Exercise requirements
Continue the piece on using an ISA to build assets, picking up after its final sentence.

Reading text
Maximise your ISA before the 5 April deadline.
A salary pays you for your time. Assets can keep working when you’re not. With the ISA deadline approaching, now could be the moment to start building something that can grow far beyond your earnings.
Income supports today. Assets build tomorrow.
Earnings matter. They provide stability and independence. They fund daily life.
Assets serve a different purpose. An asset is something you own that has the potential to grow in value over time. If it does grow, those gains can generate further gains – returns building on returns.
Assets, given time, can build value on a scale that may be difficult to achieve through earnings alone.
You don’t need a large sum to begin
The biggest hesitation is often how much to invest. In reality, starting can matter more than starting big.
Putting money to work through investing – even modest amounts – and giving it time can make a meaningful difference. Doing so within an ISA adds another advantage: any growth is sheltered from UK income tax and capital gains tax.

Information supplied
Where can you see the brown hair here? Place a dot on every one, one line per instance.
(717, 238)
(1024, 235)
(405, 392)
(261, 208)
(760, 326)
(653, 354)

Answer to this task
Where you invest also shapes the outcome
Emerging markets – economies such as China, India, Brazil, and Taiwan – make up 40% of the global economy and generate two-thirds of its growth . They benefit from younger populations, rising consumption and access to critical resources. They are also home to world-class companies shaping industries such as semiconductors, electrification, and digital finance.
How this works in practice: Comparing assets and earnings
Templeton Emerging Markets Investment Trust (TEMIT) invests in companies across emerging markets, drawing on more than 35 years of experience and on-the-ground research. Its long-term record provides a practical illustration of how investing over time can build scale relative to earnings.
• Asset growth over time
A single £20,000 investment (the current annual ISA allowance) in TEMIT 18 years ago would now be worth more than £90,000. Over 25 years, that figure rises to £328,000. Since launch in 1989, the same initial investment would now be worth more than £1.2 million.
Outcomes like these are never certain, but they do show how holding assets over longer periods can significantly increase their scale.
• Earnings over time
For comparison, the median full-time salary in the UK is around £39,000 . At that level, earning £1 million in gross income would take more than 25 years – before any tax or living costs. If you were to save 15% of that salary each year, it would amount to approximately £5,850 annually, or around £146,250 over 25 years.
This highlights the difference between income accumulated gradually through saving and assets that have the potential to grow over time.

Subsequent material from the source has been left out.